Task requirements: Your response needs to be the data below, retyped exactly.

[Opening Entries provided section]

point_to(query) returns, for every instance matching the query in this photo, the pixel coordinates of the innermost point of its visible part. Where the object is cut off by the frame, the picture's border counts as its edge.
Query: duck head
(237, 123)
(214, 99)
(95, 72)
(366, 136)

[Closing Entries provided section]

Solved problem:
point_to(query) returns, for every instance matching the query in this photo, the pixel coordinates of the innermost point of its visible part. Where the object is cut off by the frame, the picture's border counts as its edge.
Query: duck head
(237, 123)
(214, 99)
(95, 72)
(366, 136)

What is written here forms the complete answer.